GIVEN INSTRUCTION: Put the rows below into a Markdown table with the columns Number and Line. Number each row and leave out blank lines.

MATERIAL FOR THIS TASK:
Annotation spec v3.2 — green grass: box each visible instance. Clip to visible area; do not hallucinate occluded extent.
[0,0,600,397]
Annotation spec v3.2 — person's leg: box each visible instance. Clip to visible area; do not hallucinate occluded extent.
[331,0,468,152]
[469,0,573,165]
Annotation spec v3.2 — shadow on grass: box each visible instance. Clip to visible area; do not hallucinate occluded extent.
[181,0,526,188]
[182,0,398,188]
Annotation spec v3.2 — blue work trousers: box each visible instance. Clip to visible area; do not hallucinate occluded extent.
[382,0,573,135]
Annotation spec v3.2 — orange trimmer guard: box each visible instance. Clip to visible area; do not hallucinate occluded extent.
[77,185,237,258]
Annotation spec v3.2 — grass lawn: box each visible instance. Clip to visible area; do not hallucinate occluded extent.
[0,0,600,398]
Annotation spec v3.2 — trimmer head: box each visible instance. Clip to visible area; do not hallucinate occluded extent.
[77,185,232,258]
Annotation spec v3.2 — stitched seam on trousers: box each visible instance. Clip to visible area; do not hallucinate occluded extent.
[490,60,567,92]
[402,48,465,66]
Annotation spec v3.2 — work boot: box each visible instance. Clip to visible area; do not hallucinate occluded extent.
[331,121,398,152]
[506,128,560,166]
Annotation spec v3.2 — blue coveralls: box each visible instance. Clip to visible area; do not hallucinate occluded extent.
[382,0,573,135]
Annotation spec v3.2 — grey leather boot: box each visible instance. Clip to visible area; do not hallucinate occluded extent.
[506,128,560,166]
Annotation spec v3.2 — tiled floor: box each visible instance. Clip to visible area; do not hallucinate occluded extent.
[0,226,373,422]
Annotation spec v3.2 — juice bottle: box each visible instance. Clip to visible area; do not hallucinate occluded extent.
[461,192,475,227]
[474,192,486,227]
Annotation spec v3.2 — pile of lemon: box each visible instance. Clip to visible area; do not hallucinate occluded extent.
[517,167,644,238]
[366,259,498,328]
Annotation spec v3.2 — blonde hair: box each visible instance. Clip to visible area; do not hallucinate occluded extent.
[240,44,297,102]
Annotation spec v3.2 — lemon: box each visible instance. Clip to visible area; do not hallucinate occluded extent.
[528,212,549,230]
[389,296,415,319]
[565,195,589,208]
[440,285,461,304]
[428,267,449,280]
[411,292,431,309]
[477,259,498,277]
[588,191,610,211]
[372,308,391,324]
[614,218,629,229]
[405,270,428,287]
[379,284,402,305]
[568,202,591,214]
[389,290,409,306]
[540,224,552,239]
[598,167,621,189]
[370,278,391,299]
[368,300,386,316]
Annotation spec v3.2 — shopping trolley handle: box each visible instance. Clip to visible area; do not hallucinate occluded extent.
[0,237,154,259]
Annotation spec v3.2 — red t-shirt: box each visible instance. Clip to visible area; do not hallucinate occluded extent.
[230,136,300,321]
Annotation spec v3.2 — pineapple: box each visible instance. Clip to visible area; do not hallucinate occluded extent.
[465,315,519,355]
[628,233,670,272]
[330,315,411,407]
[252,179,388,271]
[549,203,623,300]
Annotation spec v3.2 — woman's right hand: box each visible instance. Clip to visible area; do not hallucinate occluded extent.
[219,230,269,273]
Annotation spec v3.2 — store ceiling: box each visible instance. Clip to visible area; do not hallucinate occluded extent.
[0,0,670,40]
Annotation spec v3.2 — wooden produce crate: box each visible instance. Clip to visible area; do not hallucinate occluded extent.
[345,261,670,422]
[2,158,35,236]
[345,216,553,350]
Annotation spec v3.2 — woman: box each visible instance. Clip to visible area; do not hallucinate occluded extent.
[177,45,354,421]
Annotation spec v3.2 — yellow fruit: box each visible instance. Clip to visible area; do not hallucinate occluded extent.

TASK SOLUTION:
| Number | Line |
|---|---|
| 1 | Annotation spec v3.2 — green grass: box each visible instance. Clip to visible area; do not hallucinate occluded extent. |
| 2 | [0,0,600,397] |
| 3 | Annotation spec v3.2 — person's leg: box each visible instance. Clip to visible area; do not hallucinate occluded extent. |
| 4 | [331,0,468,152] |
| 5 | [469,0,573,165] |
| 6 | Annotation spec v3.2 — shadow on grass: box each visible instance. Clip to visible area; do not hallucinate occluded extent. |
| 7 | [181,0,526,188] |
| 8 | [182,0,398,188] |
| 9 | Annotation spec v3.2 — blue work trousers: box each visible instance. Clip to visible area; do not hallucinate occluded extent. |
| 10 | [382,0,573,135] |
| 11 | Annotation spec v3.2 — orange trimmer guard: box each visible instance. Clip to visible area; do not hallucinate occluded extent. |
| 12 | [77,185,237,258] |
| 13 | Annotation spec v3.2 — grass lawn: box each visible instance. Clip to visible area; do not hallucinate occluded extent. |
| 14 | [0,0,600,398] |
| 15 | Annotation spec v3.2 — trimmer head: box each visible instance. Clip to visible area; do not hallucinate occluded extent. |
| 16 | [77,185,232,258] |
| 17 | Annotation spec v3.2 — stitched seam on trousers: box each visible instance. Clip to visible area; do not hallucinate occluded extent. |
| 18 | [490,60,567,92] |
| 19 | [402,48,465,66] |
| 20 | Annotation spec v3.2 — work boot: box each visible instance. Clip to visible area; do not hallucinate occluded extent. |
| 21 | [331,121,398,152] |
| 22 | [506,128,560,166] |
| 23 | Annotation spec v3.2 — blue coveralls: box each visible instance. Clip to visible area; do not hallucinate occluded extent. |
| 24 | [382,0,573,135] |
| 25 | Annotation spec v3.2 — grey leather boot: box each visible instance. Clip to visible area; do not hallucinate occluded extent. |
| 26 | [506,128,560,166] |
| 27 | Annotation spec v3.2 — tiled floor: box each visible instance. Clip to visible area; do not hallucinate occluded extent. |
| 28 | [0,226,373,422] |
| 29 | Annotation spec v3.2 — juice bottle: box each visible instance. Clip to visible area; do not hallucinate occluded extent. |
| 30 | [461,192,475,227] |
| 31 | [474,192,486,227] |
| 32 | Annotation spec v3.2 — pile of lemon: box each visible instance. Clip to visible area; do not hallucinate occluded extent. |
| 33 | [517,167,644,238] |
| 34 | [366,259,498,328] |
| 35 | Annotation spec v3.2 — blonde hair: box each visible instance. Clip to visible area; do not hallucinate occluded extent. |
| 36 | [240,44,297,102] |
| 37 | Annotation spec v3.2 — lemon: box each visible instance. Clip to visible area; do not hallucinate occluded extent. |
| 38 | [528,212,549,230] |
| 39 | [389,296,415,319] |
| 40 | [565,195,589,208] |
| 41 | [440,285,461,304] |
| 42 | [428,267,449,280] |
| 43 | [411,292,431,309] |
| 44 | [477,259,498,277] |
| 45 | [588,191,610,211] |
| 46 | [372,308,391,324] |
| 47 | [614,218,629,229] |
| 48 | [405,270,428,287] |
| 49 | [379,284,402,305] |
| 50 | [568,202,591,214] |
| 51 | [389,290,409,306] |
| 52 | [540,224,552,239] |
| 53 | [598,167,621,189] |
| 54 | [370,278,391,299] |
| 55 | [368,300,386,316] |
| 56 | Annotation spec v3.2 — shopping trolley handle: box each visible instance. Clip to visible area; do not hallucinate occluded extent. |
| 57 | [0,237,154,259] |
| 58 | Annotation spec v3.2 — red t-shirt: box each visible instance. Clip to visible area; do not hallucinate occluded extent. |
| 59 | [230,136,300,321] |
| 60 | Annotation spec v3.2 — pineapple: box each visible instance. Clip to visible area; do not hallucinate occluded extent. |
| 61 | [465,315,519,355] |
| 62 | [628,233,670,272] |
| 63 | [330,315,411,407] |
| 64 | [252,179,388,271] |
| 65 | [549,203,623,300] |
| 66 | Annotation spec v3.2 — woman's right hand: box each visible instance. Clip to visible area; do not hallucinate occluded extent. |
| 67 | [219,230,269,273] |
| 68 | Annotation spec v3.2 — store ceiling: box each visible instance. Clip to visible area; do not hallucinate occluded extent. |
| 69 | [0,0,670,40] |
| 70 | Annotation spec v3.2 — wooden produce crate: box each visible instance. Clip to visible area; do not hallucinate occluded extent. |
| 71 | [345,261,670,422] |
| 72 | [2,158,35,236] |
| 73 | [345,216,553,350] |
| 74 | Annotation spec v3.2 — woman: box each visible instance. Clip to visible area; do not hallucinate occluded extent. |
| 75 | [177,45,354,421] |
| 76 | Annotation spec v3.2 — yellow fruit: box each visible instance. Clip to visible area; do not hallucinate occluded extent. |